— Work instructions —
From the article on the Eagles' defensive ends below, list every player the text names as part of the team's 2004 defensive line.

Eagles – Defensive Ends May Be Weakness

24 08 2008

by Michael DeLuca

Eagles defensive coordinator Jim Johnson loves to send his linebackers and defensive backs after the quarterback in a myriad of exotic blitzing schemes.  The success of these blitzing packages, however, has always been dependant on the talent and depth up front with the Eagles defensive line rotation.  In 2004, for example, the Eagles had Jevon Kearse, Hugh Douglas, Derrick Burgess, and N.D. Kalu wreaking havoc up front and striking fear into the hearts of opposing quarterbacks.  With the attention that had to be paid to blocking these pass rushing specialists up front, the linebackers and defensive backs were able to roam free when called on to attack the pigskin chucker.

While the defensive tackle position looks solid for the 2008-2009 season with Broderick Bunkley and Mike Patterson manning the middle, the Eagles may, for the first time in years, suffer from a lack of depth and talent when if comes to their defensive ends.  Trent Cole started all 16 games in 2007 and had 12.5 sacks along with 70 tackles and four forced fumbles.  He’s a stellar player, among the elite in the NFL, but take a look on the opposite side and The Birds have not even yet decided who the starting left end will be.

— Dataset entries —
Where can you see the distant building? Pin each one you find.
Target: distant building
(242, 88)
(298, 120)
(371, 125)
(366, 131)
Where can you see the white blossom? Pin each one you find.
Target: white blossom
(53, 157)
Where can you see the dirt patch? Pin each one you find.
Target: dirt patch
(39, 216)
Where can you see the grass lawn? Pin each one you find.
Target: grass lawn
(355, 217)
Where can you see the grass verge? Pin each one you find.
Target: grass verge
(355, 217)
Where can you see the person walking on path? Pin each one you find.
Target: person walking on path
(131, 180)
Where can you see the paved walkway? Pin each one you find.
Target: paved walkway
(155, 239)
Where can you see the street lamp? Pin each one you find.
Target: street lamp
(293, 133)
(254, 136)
...
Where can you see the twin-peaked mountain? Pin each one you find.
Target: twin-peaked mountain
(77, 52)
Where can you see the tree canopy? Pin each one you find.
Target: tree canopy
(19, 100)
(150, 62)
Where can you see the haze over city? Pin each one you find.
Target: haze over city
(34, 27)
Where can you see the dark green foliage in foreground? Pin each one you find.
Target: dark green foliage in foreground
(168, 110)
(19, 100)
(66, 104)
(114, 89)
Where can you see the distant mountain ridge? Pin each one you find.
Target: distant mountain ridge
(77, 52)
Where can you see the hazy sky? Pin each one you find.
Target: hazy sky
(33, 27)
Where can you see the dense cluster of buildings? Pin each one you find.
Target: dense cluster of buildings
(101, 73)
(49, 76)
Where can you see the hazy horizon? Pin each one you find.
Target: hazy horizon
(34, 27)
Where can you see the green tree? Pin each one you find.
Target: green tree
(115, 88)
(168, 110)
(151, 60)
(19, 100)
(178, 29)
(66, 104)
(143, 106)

— Result of this exercise —
Jevon Kearse, Hugh Douglas, Derrick Burgess, N.D. Kalu